Supplied data:

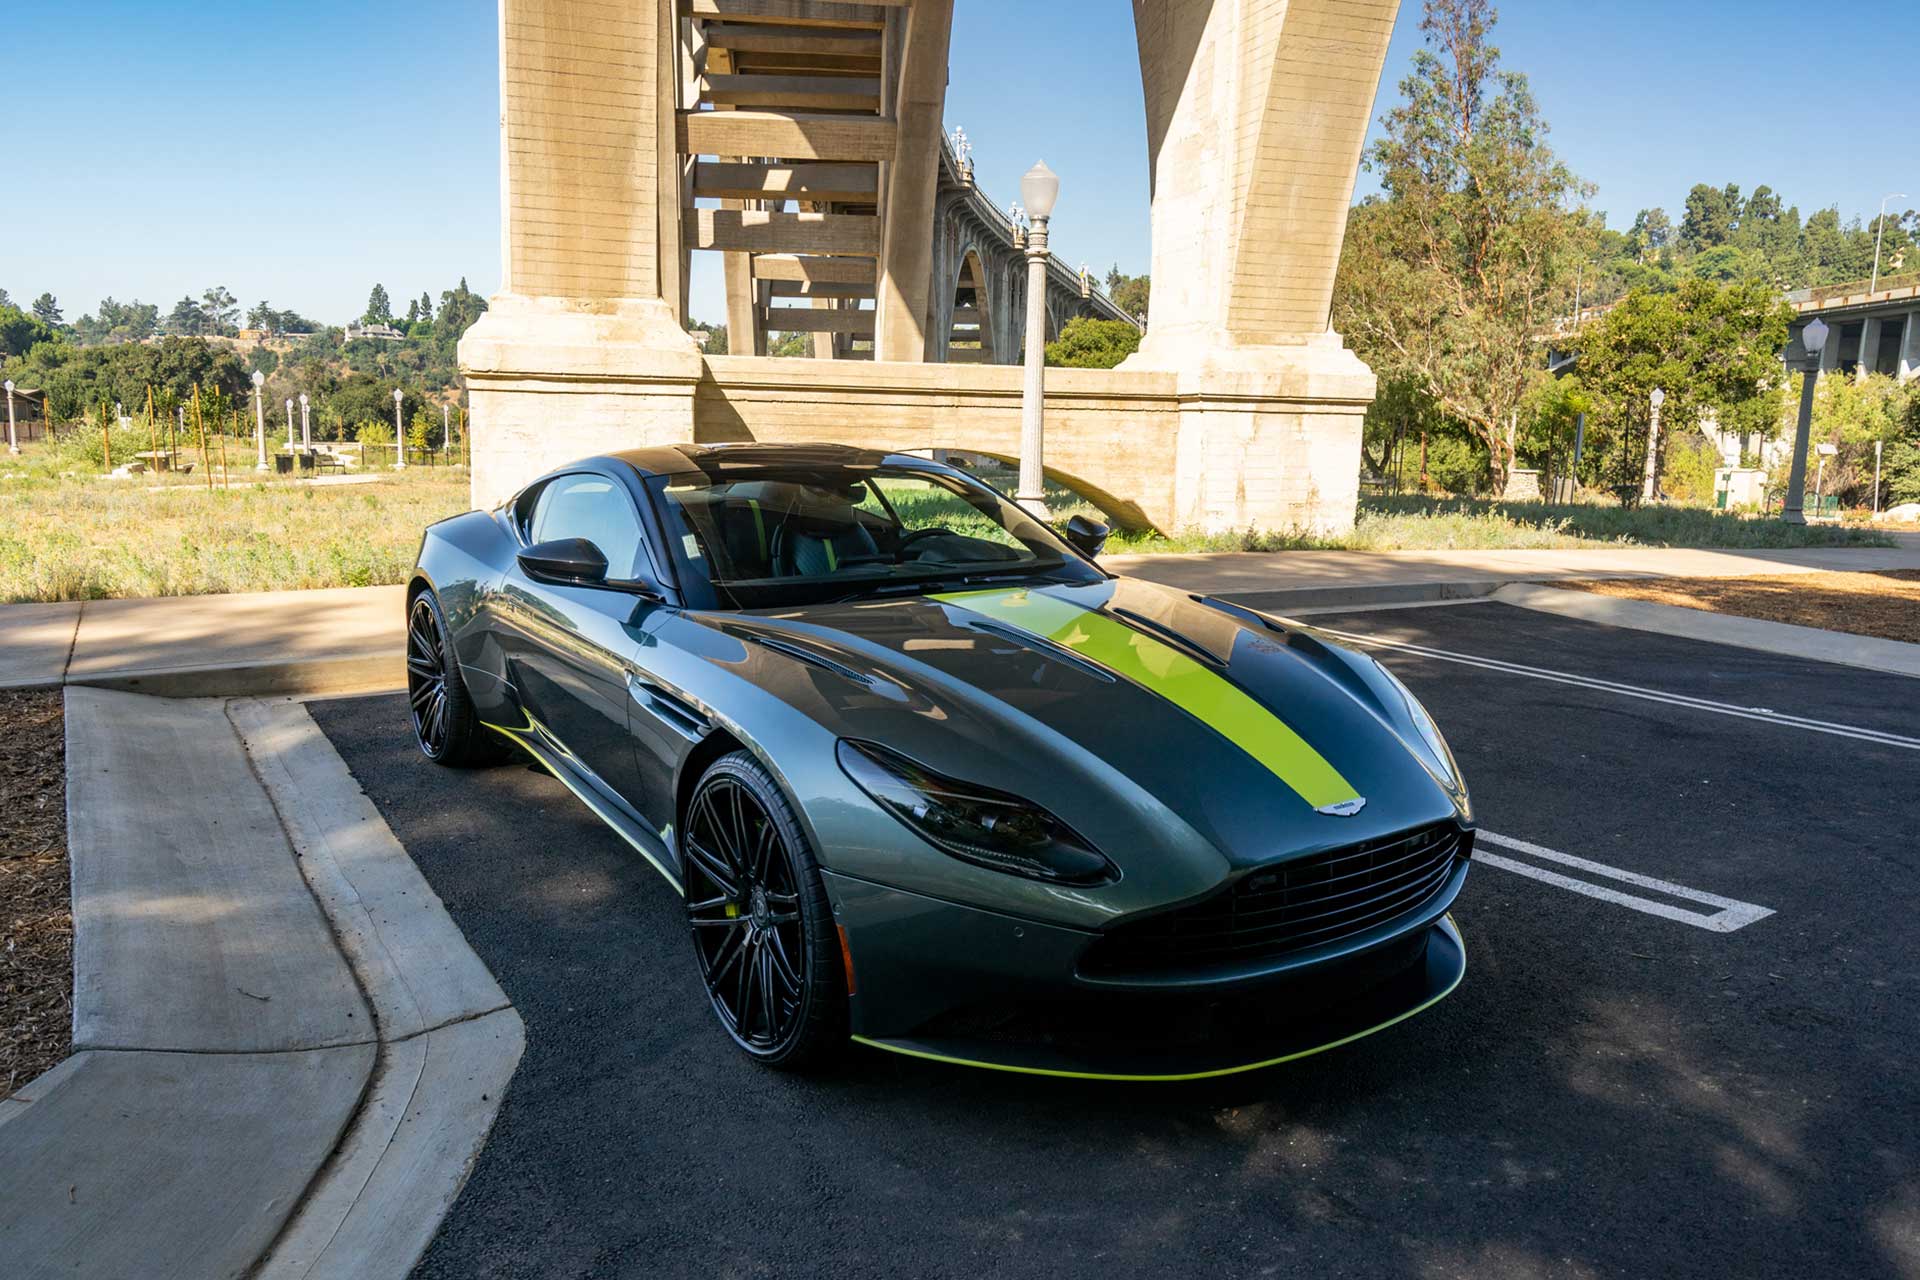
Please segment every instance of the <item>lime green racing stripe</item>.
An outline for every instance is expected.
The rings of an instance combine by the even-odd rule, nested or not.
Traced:
[[[1305,738],[1238,687],[1117,618],[1025,587],[933,598],[1071,649],[1160,695],[1266,766],[1313,808],[1360,794]]]

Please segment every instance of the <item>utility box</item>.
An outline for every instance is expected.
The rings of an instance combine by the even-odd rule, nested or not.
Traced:
[[[1766,491],[1767,473],[1759,467],[1721,467],[1713,473],[1713,505],[1718,510],[1758,508]]]

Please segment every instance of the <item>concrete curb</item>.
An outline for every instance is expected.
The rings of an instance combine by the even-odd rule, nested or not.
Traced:
[[[519,1015],[304,708],[67,701],[78,1052],[0,1104],[6,1274],[405,1275]]]
[[[323,697],[398,689],[406,675],[406,659],[397,651],[382,651],[305,662],[89,672],[70,676],[66,683],[156,698]]]
[[[1596,595],[1591,591],[1562,591],[1527,583],[1503,586],[1493,593],[1493,598],[1501,604],[1557,614],[1563,618],[1576,618],[1582,622],[1652,631],[1688,640],[1705,640],[1739,649],[1758,649],[1764,653],[1807,658],[1815,662],[1865,667],[1870,671],[1895,675],[1920,676],[1920,644],[1849,635],[1844,631],[1823,631],[1818,627],[1768,622],[1761,618],[1741,618],[1705,609],[1656,604],[1651,600],[1622,600]]]

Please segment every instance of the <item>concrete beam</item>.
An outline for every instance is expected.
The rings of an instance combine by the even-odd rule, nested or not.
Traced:
[[[768,307],[767,328],[785,333],[873,332],[873,312],[844,307]]]
[[[880,223],[855,213],[693,209],[687,238],[695,249],[871,257],[880,250]]]
[[[763,253],[753,260],[759,280],[799,280],[807,284],[872,284],[875,267],[861,258],[806,258]]]
[[[947,102],[953,0],[915,0],[903,19],[893,114],[897,145],[881,168],[879,325],[874,359],[925,360],[933,286],[933,210]]]
[[[767,292],[775,298],[871,298],[871,284],[807,284],[800,280],[769,280]]]
[[[915,0],[915,7],[919,0]],[[758,22],[709,22],[707,45],[735,53],[831,54],[840,57],[878,58],[880,34],[877,31],[849,30],[841,27],[778,26]]]
[[[880,82],[852,76],[708,75],[700,100],[733,107],[798,111],[878,111]]]
[[[702,160],[693,194],[720,200],[812,200],[870,204],[879,192],[871,164],[751,164]]]
[[[783,160],[888,160],[894,122],[881,116],[788,111],[683,111],[683,155],[779,156]]]
[[[878,31],[887,10],[912,0],[680,0],[684,18],[724,18],[728,22],[770,22],[788,27],[863,27]]]

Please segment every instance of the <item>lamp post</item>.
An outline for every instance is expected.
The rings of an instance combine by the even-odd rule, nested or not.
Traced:
[[[1907,193],[1904,191],[1896,191],[1892,195],[1880,197],[1880,221],[1875,223],[1873,228],[1873,280],[1867,285],[1868,293],[1880,287],[1880,242],[1887,238],[1887,201],[1906,198]],[[1866,353],[1861,354],[1864,356]]]
[[[1800,422],[1793,432],[1793,467],[1787,473],[1787,500],[1780,518],[1788,524],[1805,524],[1802,510],[1807,500],[1807,441],[1813,435],[1813,386],[1820,376],[1820,352],[1827,345],[1827,322],[1815,316],[1800,331],[1800,345],[1807,360],[1800,374]]]
[[[287,397],[287,452],[293,452],[293,397]]]
[[[1033,225],[1027,231],[1027,370],[1020,395],[1020,491],[1013,496],[1037,520],[1047,518],[1045,409],[1047,378],[1047,220],[1060,178],[1042,161],[1020,179]]]
[[[1814,449],[1820,455],[1820,469],[1813,473],[1813,509],[1820,510],[1820,499],[1827,491],[1827,459],[1840,452],[1840,446],[1821,441]]]
[[[7,379],[7,452],[20,452],[20,439],[13,432],[13,379]]]
[[[257,458],[253,464],[255,471],[267,469],[267,402],[260,395],[260,388],[266,385],[267,375],[255,369],[253,371],[253,450]]]
[[[307,393],[300,393],[300,449],[303,453],[313,452],[313,419],[307,412]]]
[[[440,406],[440,448],[442,452],[453,451],[453,406]]]
[[[1880,446],[1883,440],[1873,442],[1873,518],[1880,518]]]
[[[1653,407],[1653,419],[1647,428],[1647,474],[1640,486],[1640,501],[1653,501],[1654,465],[1660,452],[1660,406],[1667,402],[1667,393],[1659,387],[1647,397],[1647,403]]]
[[[406,393],[400,388],[393,389],[393,469],[404,471],[407,466],[407,431],[400,422],[400,400]]]

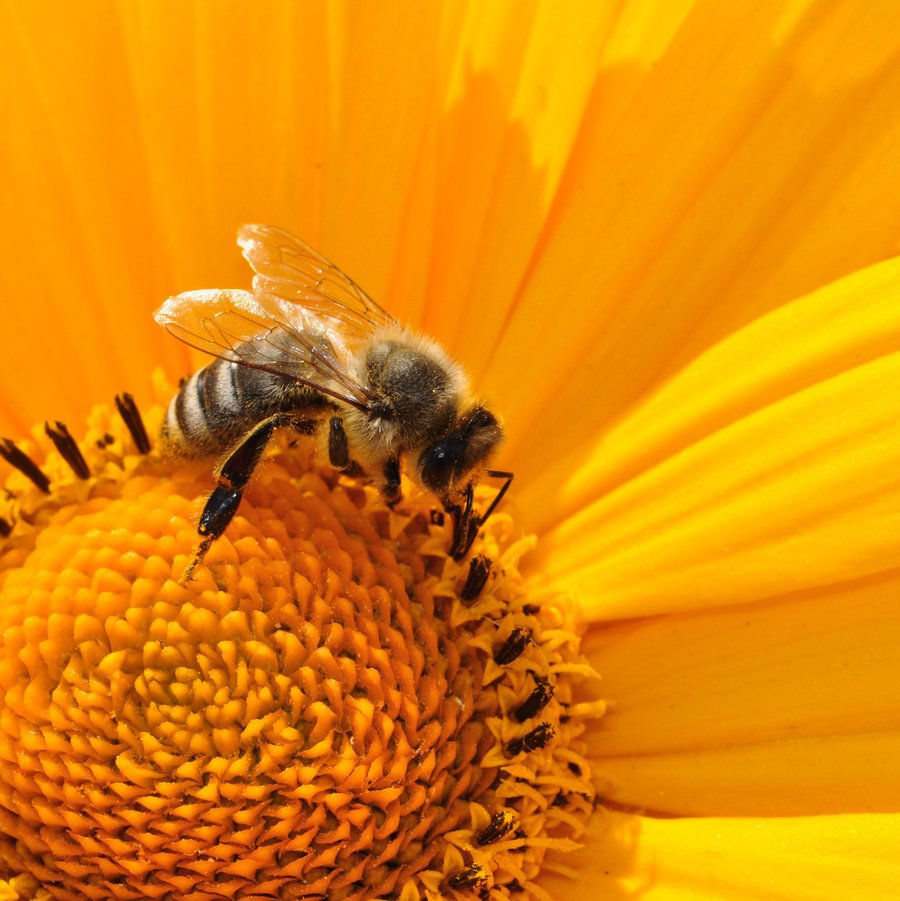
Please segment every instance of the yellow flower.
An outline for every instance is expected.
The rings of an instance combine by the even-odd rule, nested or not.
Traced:
[[[206,824],[201,839],[167,835],[152,862],[136,853],[127,830],[104,832],[105,847],[92,855],[60,836],[91,836],[94,822],[108,829],[103,805],[111,795],[88,797],[96,807],[86,808],[78,786],[106,778],[90,767],[109,765],[110,723],[94,709],[84,713],[87,724],[55,722],[46,735],[37,726],[11,731],[13,714],[19,726],[29,716],[38,723],[39,702],[63,687],[74,698],[57,694],[63,709],[83,710],[75,696],[97,696],[97,680],[107,686],[102,696],[119,697],[135,634],[144,635],[144,608],[103,605],[125,586],[155,592],[159,585],[147,580],[162,579],[152,571],[155,545],[142,545],[149,572],[129,569],[130,541],[168,542],[162,556],[170,567],[189,559],[208,470],[154,470],[157,462],[135,454],[120,420],[103,409],[82,423],[95,405],[130,391],[152,431],[160,413],[151,412],[158,398],[150,373],[162,365],[174,379],[200,359],[157,329],[151,311],[177,291],[245,286],[232,242],[246,221],[286,226],[320,247],[391,312],[441,340],[503,411],[502,462],[516,482],[486,547],[500,559],[518,535],[537,535],[522,563],[527,590],[572,596],[587,630],[582,652],[608,703],[601,719],[577,724],[587,728],[584,757],[602,802],[579,836],[583,848],[539,861],[528,892],[896,895],[893,4],[123,2],[70,10],[48,0],[3,5],[0,35],[0,434],[33,450],[55,492],[50,506],[29,506],[36,495],[24,477],[10,476],[12,510],[32,522],[16,522],[3,558],[4,623],[18,620],[4,633],[0,670],[24,667],[29,680],[15,691],[5,685],[0,710],[0,860],[8,878],[0,898],[48,889],[79,897],[55,887],[50,871],[60,860],[74,865],[71,873],[83,868],[86,897],[98,897],[97,867],[116,886],[106,889],[110,897],[189,892],[189,872],[164,856],[166,843],[186,842],[177,853],[190,855],[191,841],[201,839],[206,850],[210,842],[229,846],[223,853],[234,861],[225,874],[204,850],[191,871],[221,872],[219,896],[238,885],[242,897],[300,895],[283,881],[262,882],[254,895],[253,868],[242,867],[235,850],[253,849],[246,861],[265,853],[254,845],[260,824],[244,816],[253,792],[267,791],[264,780],[245,780],[244,794],[225,799],[240,805],[241,822]],[[57,456],[45,459],[46,439],[28,444],[28,429],[43,419],[90,438],[81,445],[92,472],[110,467],[104,484],[118,479],[131,504],[103,491],[88,497]],[[227,581],[202,582],[213,566],[198,572],[195,590],[226,606],[269,591],[284,555],[279,522],[311,515],[303,504],[312,501],[298,495],[294,503],[297,486],[306,498],[331,496],[329,479],[302,456],[281,454],[221,547],[222,566],[248,566],[249,575],[235,576],[245,594]],[[166,516],[135,519],[163,497],[163,486]],[[369,503],[350,483],[336,496],[342,515]],[[76,504],[84,505],[78,516],[66,513]],[[114,504],[118,537],[96,547],[103,529],[92,532],[90,517]],[[317,515],[327,522],[330,514]],[[392,530],[388,514],[374,515],[382,538],[407,542],[403,554],[438,528],[422,521]],[[81,523],[81,543],[57,540],[72,534],[64,532],[67,516]],[[53,528],[41,531],[48,523]],[[103,526],[104,535],[115,532]],[[21,543],[26,533],[30,545]],[[268,556],[228,559],[229,548],[248,547],[241,541],[250,533]],[[343,550],[334,546],[336,559]],[[98,609],[76,624],[66,605],[81,603],[85,586],[61,586],[53,574],[87,557],[89,571],[100,573],[88,586]],[[404,576],[398,594],[405,575],[415,575],[413,560],[384,564]],[[513,562],[505,559],[498,579],[511,586],[504,615],[532,616],[515,609],[525,583]],[[26,571],[36,581],[24,581]],[[353,566],[348,572],[353,584]],[[420,575],[426,581],[412,580],[413,595],[416,584],[433,590],[442,582],[458,592],[465,578]],[[152,600],[168,602],[164,594]],[[277,602],[269,597],[266,609]],[[459,614],[464,605],[456,603]],[[565,626],[565,605],[548,604],[554,612],[541,616],[561,611]],[[172,633],[147,640],[172,654],[204,628],[218,634],[252,619],[216,613],[203,604],[173,609]],[[199,633],[178,632],[182,615]],[[452,616],[435,622],[458,625]],[[299,627],[288,618],[277,624],[289,628],[273,634]],[[46,657],[54,642],[76,636],[95,636],[121,656],[83,657],[82,669],[62,680],[71,660]],[[249,653],[257,636],[232,638]],[[481,641],[481,657],[466,659],[487,659],[486,639],[472,641]],[[260,660],[267,653],[255,651]],[[574,649],[567,653],[577,660]],[[157,739],[184,742],[188,758],[197,753],[192,704],[240,722],[239,738],[247,728],[288,728],[273,726],[283,705],[266,707],[269,699],[249,683],[245,706],[233,705],[242,676],[229,672],[224,651],[220,659],[214,673],[180,674],[174,683],[184,676],[198,695],[150,723],[164,723]],[[480,665],[468,670],[472,684]],[[159,711],[167,699],[154,696],[151,677],[145,701]],[[228,689],[221,696],[217,679]],[[492,697],[501,713],[512,703],[499,691]],[[332,708],[340,700],[328,697]],[[262,717],[248,712],[263,707]],[[91,728],[93,743],[85,737]],[[239,759],[234,730],[216,729],[206,736],[219,742],[213,756]],[[572,729],[572,741],[581,741]],[[148,729],[148,742],[153,735]],[[47,741],[59,736],[83,743],[83,759],[67,758],[48,775],[62,758]],[[504,746],[509,738],[499,736],[495,747]],[[155,822],[175,829],[179,816],[168,811],[181,800],[173,798],[178,788],[154,778],[166,753],[170,744],[148,744],[143,757],[116,764],[113,775],[122,778],[109,784],[120,800],[143,784],[141,803],[130,808],[133,829],[142,825],[140,810],[162,812]],[[200,788],[211,793],[218,784],[201,780]],[[16,808],[13,790],[42,800]],[[538,794],[535,809],[546,810],[549,794]],[[469,815],[471,838],[489,813],[473,802]],[[181,811],[182,820],[190,816]],[[297,856],[279,866],[304,860],[302,833],[287,814],[284,822]],[[458,853],[447,871],[472,865],[471,852]],[[313,869],[327,876],[327,868],[323,856]],[[22,871],[31,875],[15,875]],[[442,878],[422,891],[438,891]]]

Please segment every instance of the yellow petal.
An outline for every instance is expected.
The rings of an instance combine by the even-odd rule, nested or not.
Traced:
[[[672,379],[572,478],[602,496],[550,533],[551,575],[615,618],[900,564],[898,284],[900,262],[872,267]]]
[[[699,4],[614,118],[601,73],[487,373],[537,528],[570,509],[544,476],[692,357],[897,252],[895,12]]]
[[[897,897],[897,815],[654,820],[603,812],[551,898],[866,901]]]
[[[601,796],[668,814],[900,809],[900,574],[595,627]]]

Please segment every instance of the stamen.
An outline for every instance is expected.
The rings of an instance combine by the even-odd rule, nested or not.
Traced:
[[[531,641],[531,632],[528,629],[517,626],[510,632],[506,641],[500,645],[494,653],[494,662],[500,666],[509,666],[517,657],[521,656],[528,643]]]
[[[49,422],[45,422],[44,431],[59,451],[63,460],[69,464],[69,468],[72,472],[74,472],[79,479],[89,478],[91,470],[87,465],[87,460],[84,459],[81,448],[78,447],[78,443],[66,428],[65,423],[57,421],[56,428],[54,428]]]
[[[464,870],[457,870],[455,873],[451,873],[444,882],[447,888],[455,892],[477,889],[479,886],[487,885],[488,872],[484,867],[473,863]]]
[[[50,479],[41,472],[37,463],[25,451],[19,450],[9,438],[0,439],[0,457],[29,478],[44,494],[50,493]]]
[[[0,667],[0,751],[15,755],[0,792],[22,812],[5,824],[16,847],[68,851],[89,817],[92,853],[54,871],[73,898],[83,883],[104,898],[143,898],[148,885],[179,897],[269,886],[308,901],[530,896],[545,854],[571,847],[590,813],[581,720],[602,713],[582,700],[593,688],[573,694],[596,676],[571,611],[516,567],[532,540],[512,545],[492,520],[457,564],[428,507],[389,514],[287,435],[242,516],[215,540],[198,535],[211,464],[156,453],[133,399],[116,409],[94,414],[88,444],[47,425],[62,459],[42,440],[46,464],[0,442],[39,487],[50,479],[38,462],[53,478],[46,497],[29,486],[0,507],[15,571],[3,600],[25,642]],[[121,448],[126,428],[148,457],[56,490],[63,460],[82,478],[93,445]],[[36,548],[39,565],[24,566]],[[50,621],[72,585],[91,614]],[[160,845],[182,812],[201,825]]]
[[[519,820],[512,811],[498,810],[491,817],[490,823],[475,836],[475,844],[492,845],[494,842],[499,842],[501,838],[505,838],[518,826]]]
[[[116,409],[125,421],[138,451],[142,454],[149,454],[150,439],[147,437],[147,429],[144,428],[144,420],[141,418],[141,411],[138,410],[134,398],[125,392],[117,394]]]
[[[535,676],[534,681],[534,691],[522,701],[513,714],[513,719],[518,723],[524,723],[525,720],[537,716],[553,697],[554,688],[549,679],[544,676]]]
[[[461,601],[474,601],[481,594],[487,584],[488,576],[491,574],[492,565],[492,561],[484,554],[479,554],[469,561],[469,574],[459,592]]]
[[[537,751],[543,748],[553,736],[556,735],[556,729],[550,723],[541,723],[535,726],[530,732],[526,732],[520,738],[514,738],[507,746],[506,753],[510,757],[515,757],[523,751]]]

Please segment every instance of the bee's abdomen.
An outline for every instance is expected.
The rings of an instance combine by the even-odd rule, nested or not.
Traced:
[[[333,406],[320,391],[296,379],[214,360],[172,398],[163,438],[179,453],[212,456],[231,450],[251,428],[276,413],[289,414],[299,429]]]
[[[219,454],[234,445],[254,422],[270,416],[258,393],[247,404],[247,375],[256,375],[226,360],[195,372],[169,403],[163,434],[181,453]]]

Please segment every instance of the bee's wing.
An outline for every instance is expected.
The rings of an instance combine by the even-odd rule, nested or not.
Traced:
[[[170,297],[153,318],[191,347],[251,369],[286,376],[360,410],[372,394],[350,373],[350,350],[302,310],[283,315],[277,298],[212,289]]]
[[[253,290],[296,304],[338,323],[350,340],[362,340],[397,321],[359,285],[306,242],[269,225],[244,225],[238,244],[253,268]]]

Your objective: Report each line of the entries where the word "yellow" occurs.

Answer section:
Please segment every instance of the yellow flower.
Please segment every instance of the yellow petal.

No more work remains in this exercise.